In the text on Elizabeth and Mary, where did the connection between the writer and Janice begin?

▸ Text shown:
###

Most of our contact happens via text – in a lively chat that we should probably encrypt and hope and pray is never subpoenaed. We share a lot of weariness in that space. So much so that from time to time we have to remind one another that constantly seeing what is hard and negative probably isn’t healthy.

 

But…when we come together in the same room it is a PARTY. We gathered earlier this year for a mid-afternoon watch party of the movie Are You There God, It’s Me, Margaret. Just this past week we gathered for a healthy homemade lunch of soup and bread and salad and dessert…and laughter and tears of joy and shared love. 

 

The weariness, our tight schedules, our overwhelming to do lists, and the stress of whether or not we are doing enough faded for a couple hours of connected joy. That connected joy is rooted in shared life and unconditional love and encouragement for one another.

 

Thanks be to God.

 

Similarly, Janice and I share a skin tingly, goose bumpy connection at times when we are sharing work, prayer, longings, and reflections about the world around us…and that all started with a moment of what felt a bit like electricity in a hallway at Annual Conference about 6 years ago. 

 

In retrospect, that encounter was a moment not unlike the one we witness between Elizabeth and Mary in today’s gospel text – two women recognizing God’s call in their lives.  

 

Connectedness causes our bodies to respond. When we connect with one another, we are actually able to reflect the other’s inner experience – experiences like joy -  in ways that can’t necessarily be felt or seen in our solitude.

 

In today’s gospel lesson, Elizabeth becomes pregnant after years of infertility. And Mary, just a young girl at the beginning of her reproductive years, is visited by that feisty angel Gabriel to tell her that she will bear God’s son.

 

Each woman is carrying a child. Each woman, in her own home, in her own community, is carrying ponderous news – the kind of news that will be hard for their families and hometowns to fully understand. 

 

Elizabeth has kept to herself. Last week we looked at the story of her husband Zechariah receiving Gabriel’s visit in the Temple. Because of his questions to Gabriel, because of his seeming doubt, Zechariah is rendered speechless. We can assume that he was able to reveal to his wife Elizabeth SOME of what Gabriel said using signs and charades and perhaps even written words, but could he transmit the fullness of his experience and the news he was given? 

 

Perhaps Elizabeth’s time of seclusion was a time of fear. Perhaps she was worried that she’d also have her speech taken away. Perhaps she’d experienced pregnancy loss in the past. Perhaps she needed time to sit with what was going on. The text suggests she’s older. So there is both the physical burden and the emotional burden of coming to grips with growing another human inside her body.  

 

And Mary’s position is more perilous. At a minimum, she may face being shamed and excluded from community. Her betrothed is likely to shun her, assuming the worst. So what was it like for her to steal away from her family and travel, probably by herself, from Nazareth to Hebron? It was probably about 100-mile journey. That is many days of hard travel for a very young woman – and I assume it might not have been very safe. 

 

Can you imagine Mary showing up at Elizabeth’s door? Perhaps Elizabeth looks weary from the physical work of growing a child. And Mary is covered with the dust and weariness of her travels. Mary wouldn’t have known Elizabeth’s news. And of course, Elizabeth wouldn’t have anticipated Mary’s news…

 

But in their shared miraculous state, Mary greets Elizabeth and the baby inside of Elizabeth leaps. Maybe it was the first time she realized that there was a baby that was able to move inside of her. What an electric moment.

###

▸ Entries:
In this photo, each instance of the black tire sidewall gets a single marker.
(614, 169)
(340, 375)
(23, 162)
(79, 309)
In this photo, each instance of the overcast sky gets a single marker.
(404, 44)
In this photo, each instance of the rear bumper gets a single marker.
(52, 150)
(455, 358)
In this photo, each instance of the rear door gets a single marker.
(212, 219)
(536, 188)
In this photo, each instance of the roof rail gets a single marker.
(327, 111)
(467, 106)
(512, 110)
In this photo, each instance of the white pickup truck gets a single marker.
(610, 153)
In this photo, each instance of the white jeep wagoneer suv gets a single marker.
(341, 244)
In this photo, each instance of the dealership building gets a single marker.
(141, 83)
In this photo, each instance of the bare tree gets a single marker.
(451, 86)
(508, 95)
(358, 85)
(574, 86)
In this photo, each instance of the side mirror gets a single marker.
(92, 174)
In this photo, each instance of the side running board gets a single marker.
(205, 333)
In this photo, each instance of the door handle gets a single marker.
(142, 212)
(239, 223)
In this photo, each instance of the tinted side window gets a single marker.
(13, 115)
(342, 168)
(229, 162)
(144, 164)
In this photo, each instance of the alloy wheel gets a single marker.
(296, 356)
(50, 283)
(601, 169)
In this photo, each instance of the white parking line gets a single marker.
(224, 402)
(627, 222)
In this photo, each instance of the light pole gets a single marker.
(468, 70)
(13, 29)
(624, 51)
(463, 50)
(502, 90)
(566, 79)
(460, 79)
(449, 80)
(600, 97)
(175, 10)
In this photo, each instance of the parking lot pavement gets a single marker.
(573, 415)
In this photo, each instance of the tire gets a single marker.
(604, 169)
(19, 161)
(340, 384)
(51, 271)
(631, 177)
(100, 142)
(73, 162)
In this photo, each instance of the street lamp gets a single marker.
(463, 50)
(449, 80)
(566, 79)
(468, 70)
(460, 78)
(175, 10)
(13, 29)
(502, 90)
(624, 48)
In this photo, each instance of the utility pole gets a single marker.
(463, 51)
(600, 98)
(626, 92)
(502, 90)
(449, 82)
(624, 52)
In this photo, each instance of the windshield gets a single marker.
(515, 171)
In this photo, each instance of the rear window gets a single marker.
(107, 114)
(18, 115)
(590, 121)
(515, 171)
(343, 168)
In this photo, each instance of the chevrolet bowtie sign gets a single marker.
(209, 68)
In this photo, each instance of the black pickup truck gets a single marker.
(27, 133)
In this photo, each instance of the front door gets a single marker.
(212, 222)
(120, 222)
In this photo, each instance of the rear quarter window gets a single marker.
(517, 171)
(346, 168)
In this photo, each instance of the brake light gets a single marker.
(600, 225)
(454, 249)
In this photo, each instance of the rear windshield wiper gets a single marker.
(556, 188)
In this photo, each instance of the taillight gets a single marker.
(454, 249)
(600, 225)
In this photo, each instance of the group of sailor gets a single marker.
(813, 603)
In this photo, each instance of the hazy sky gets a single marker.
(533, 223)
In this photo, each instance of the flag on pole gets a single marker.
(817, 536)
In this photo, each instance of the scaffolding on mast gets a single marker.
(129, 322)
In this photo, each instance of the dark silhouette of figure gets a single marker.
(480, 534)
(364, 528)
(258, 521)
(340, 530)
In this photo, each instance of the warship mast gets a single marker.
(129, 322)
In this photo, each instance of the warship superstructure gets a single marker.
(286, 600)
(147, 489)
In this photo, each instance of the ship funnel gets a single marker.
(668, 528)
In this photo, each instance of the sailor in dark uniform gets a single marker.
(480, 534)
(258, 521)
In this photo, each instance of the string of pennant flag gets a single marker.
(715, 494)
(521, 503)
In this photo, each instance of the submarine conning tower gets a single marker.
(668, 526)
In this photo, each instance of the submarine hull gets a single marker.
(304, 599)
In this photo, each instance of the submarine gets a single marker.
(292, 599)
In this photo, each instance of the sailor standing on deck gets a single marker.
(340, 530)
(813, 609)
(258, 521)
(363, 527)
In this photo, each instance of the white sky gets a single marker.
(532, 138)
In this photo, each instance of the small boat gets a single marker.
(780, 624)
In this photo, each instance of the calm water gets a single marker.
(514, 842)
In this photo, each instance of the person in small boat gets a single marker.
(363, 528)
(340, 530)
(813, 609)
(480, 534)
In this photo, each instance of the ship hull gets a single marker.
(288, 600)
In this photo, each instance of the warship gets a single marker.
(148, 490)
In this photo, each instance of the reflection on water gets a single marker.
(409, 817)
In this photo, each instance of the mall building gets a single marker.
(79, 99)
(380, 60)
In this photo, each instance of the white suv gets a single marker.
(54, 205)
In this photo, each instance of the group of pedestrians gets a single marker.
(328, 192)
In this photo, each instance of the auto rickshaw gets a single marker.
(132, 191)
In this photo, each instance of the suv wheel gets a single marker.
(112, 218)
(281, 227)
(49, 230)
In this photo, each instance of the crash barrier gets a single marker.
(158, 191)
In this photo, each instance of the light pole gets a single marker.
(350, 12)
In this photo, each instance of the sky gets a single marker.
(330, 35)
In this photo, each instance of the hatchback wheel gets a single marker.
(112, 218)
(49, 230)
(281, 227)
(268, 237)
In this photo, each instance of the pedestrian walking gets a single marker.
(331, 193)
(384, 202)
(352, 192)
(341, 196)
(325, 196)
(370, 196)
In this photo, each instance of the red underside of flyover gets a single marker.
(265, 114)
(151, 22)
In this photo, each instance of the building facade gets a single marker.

###

▸ Task output: It began in a hallway at Annual Conference about 6 years ago.